JOB: Reproduce the passage of the biographical profile of Nicole Grohoski between "American politician" and "her second term.", inclusive, without altering any wording.

╭─ EXTRACTED TEXT

Member of the Maine Senate from the 7th district
- Incumbent
- Assumed office July 6, 2022
- Preceded by: Louis Luchini

Member of the Maine House of Representatives from the 132nd district
- In office December 5, 2018 – July 6, 2022
- Preceded by: Louis Luchini
- Succeeded by: Mark Worth

Personal details
- Born: Ellsworth, Maine
- Party: Democratic
- Alma mater: Middlebury College
- Occupation: Cartographer, GIS Specialist

= Nicole Grohoski =

American politician

Nicole Grohoski is an American cartographer, naturalist, and politician from Maine. She is a Democrat representing District 7 in the Maine Senate. Grohoski was born in Ellsworth, Maine and attended Ellsworth High School, the Maine School of Science and Mathematics, and Middlebury College, earning degrees in chemistry and environmental science. She served two terms in the Maine House of Representatives before running for the Maine Senate in a special election in June 2022. Grohoski was re-elected to Senate District 7 in November 2022 and is currently serving her second term.

╰─
╭─ DATA LISTING

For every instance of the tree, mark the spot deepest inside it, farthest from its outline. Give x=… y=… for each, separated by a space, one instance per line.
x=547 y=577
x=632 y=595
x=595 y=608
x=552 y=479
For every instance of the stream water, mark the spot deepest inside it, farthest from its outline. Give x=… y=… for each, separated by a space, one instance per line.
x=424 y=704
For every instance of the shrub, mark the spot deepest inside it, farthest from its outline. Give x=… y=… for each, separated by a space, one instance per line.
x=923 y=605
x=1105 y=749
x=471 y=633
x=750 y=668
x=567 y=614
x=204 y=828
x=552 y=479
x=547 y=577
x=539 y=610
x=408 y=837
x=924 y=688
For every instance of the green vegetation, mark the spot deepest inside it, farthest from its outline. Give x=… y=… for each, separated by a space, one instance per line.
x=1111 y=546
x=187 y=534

╰─

REPLY:
American politician

Nicole Grohoski is an American cartographer, naturalist, and politician from Maine. She is a Democrat representing District 7 in the Maine Senate. Grohoski was born in Ellsworth, Maine and attended Ellsworth High School, the Maine School of Science and Mathematics, and Middlebury College, earning degrees in chemistry and environmental science. She served two terms in the Maine House of Representatives before running for the Maine Senate in a special election in June 2022. Grohoski was re-elected to Senate District 7 in November 2022 and is currently serving her second term.